Records from a collection:

==*==

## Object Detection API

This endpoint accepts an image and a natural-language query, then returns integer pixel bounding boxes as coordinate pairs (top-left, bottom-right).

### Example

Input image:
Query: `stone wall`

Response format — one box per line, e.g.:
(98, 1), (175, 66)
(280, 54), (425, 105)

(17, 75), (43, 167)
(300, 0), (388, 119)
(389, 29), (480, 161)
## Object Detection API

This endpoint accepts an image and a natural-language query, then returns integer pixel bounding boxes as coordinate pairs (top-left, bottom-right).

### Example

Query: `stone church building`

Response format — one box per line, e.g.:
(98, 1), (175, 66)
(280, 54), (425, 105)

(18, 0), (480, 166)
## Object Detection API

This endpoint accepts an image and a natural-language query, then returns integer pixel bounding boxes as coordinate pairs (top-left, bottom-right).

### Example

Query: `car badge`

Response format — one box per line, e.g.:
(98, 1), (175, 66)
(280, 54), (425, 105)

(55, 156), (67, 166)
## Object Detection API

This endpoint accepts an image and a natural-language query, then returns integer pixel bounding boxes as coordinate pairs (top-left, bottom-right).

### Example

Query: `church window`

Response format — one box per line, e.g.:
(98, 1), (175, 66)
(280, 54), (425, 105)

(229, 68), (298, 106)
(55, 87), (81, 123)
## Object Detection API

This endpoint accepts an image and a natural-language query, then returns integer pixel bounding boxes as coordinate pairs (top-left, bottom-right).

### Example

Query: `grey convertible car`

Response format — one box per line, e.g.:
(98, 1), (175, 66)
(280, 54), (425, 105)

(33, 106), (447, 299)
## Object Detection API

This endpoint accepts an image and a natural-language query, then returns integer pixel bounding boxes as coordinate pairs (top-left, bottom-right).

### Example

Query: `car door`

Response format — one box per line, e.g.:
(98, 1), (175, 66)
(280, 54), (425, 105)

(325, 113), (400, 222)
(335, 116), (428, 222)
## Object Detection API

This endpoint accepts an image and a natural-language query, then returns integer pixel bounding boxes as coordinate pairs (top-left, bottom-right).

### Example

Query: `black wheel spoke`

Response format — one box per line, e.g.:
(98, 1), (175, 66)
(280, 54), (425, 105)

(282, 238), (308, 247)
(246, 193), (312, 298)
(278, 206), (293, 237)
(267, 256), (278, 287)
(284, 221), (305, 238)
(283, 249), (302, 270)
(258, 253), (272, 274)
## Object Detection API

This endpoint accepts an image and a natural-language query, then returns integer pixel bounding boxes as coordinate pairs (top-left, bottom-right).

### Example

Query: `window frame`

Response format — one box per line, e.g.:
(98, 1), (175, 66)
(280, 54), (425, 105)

==*==

Reproduce the records above line for line, with no changes.

## Exercise response:
## Object Detection API

This endpoint accepts an image and a natural-language query, then returns integer pixel bounding boxes as coordinate pairs (top-left, bottom-right).

### Example

Input image:
Query: `stone wall`

Response format — one box per line, e.g.:
(98, 1), (175, 66)
(280, 54), (425, 105)

(17, 75), (43, 167)
(300, 0), (388, 119)
(389, 29), (480, 161)
## Object Detection API

This endpoint accepts an image and a natural-language query, then returns integer pixel bounding boxes as coordinate pairs (top-left, bottom-right).

### Example

Query: `stone church building`

Response format — one box per line, e.g.:
(98, 1), (175, 66)
(280, 54), (425, 105)

(18, 0), (480, 166)
## Object Detection API

This endpoint accepts an image and a natural-language query, then returns integer pixel bounding boxes as coordinate pairs (top-left, bottom-right).

### Example

Query: `car badge`

Response format — one box per line, e.g.:
(98, 1), (175, 66)
(280, 54), (425, 105)

(55, 156), (67, 166)
## Object Detection API

This endpoint accepts an image and a natural-language query, then returns integer pixel bounding boxes as coordinate pairs (top-left, bottom-right).

### Example

Query: `church window`

Response format — one box per line, e.g.:
(98, 1), (175, 66)
(280, 54), (425, 105)

(229, 68), (298, 106)
(55, 87), (81, 123)
## Object Detection API

This endpoint accepts an image and a natural-language query, then returns integer pixel bounding boxes as coordinate pairs (top-left, bottom-right).

### Example

Query: `grey convertible car`

Response format — one box per line, e.g.:
(98, 1), (175, 66)
(280, 54), (425, 105)

(33, 106), (447, 299)
## Object Detection API

This endpoint accepts an image and a natural-language query, then returns integer pixel bounding boxes as coordinate pairs (top-left, bottom-right).

### Example

Query: `car door`

Response format — one box per line, e.g.:
(98, 1), (175, 66)
(280, 54), (425, 105)

(325, 113), (400, 222)
(335, 116), (428, 222)
## Object Detection API

This endpoint accepts an image and a natural-language query, then returns integer pixel bounding boxes as coordinate pairs (top-left, bottom-right).

### Example

Query: `black wheel spoke`

Response format — one box per line, e.g.:
(98, 1), (175, 66)
(280, 54), (425, 105)

(282, 238), (308, 247)
(246, 193), (312, 298)
(278, 206), (293, 237)
(267, 256), (278, 287)
(284, 221), (305, 238)
(283, 249), (302, 270)
(258, 253), (272, 274)
## Object Detection API

This endpoint accepts an image and a natural-language query, then returns integer pixel bounding boxes as coordinate pairs (top-left, bottom-right).

### Example

Query: `window frame`

Response format — one box per line, e.g.:
(98, 1), (175, 66)
(280, 54), (425, 105)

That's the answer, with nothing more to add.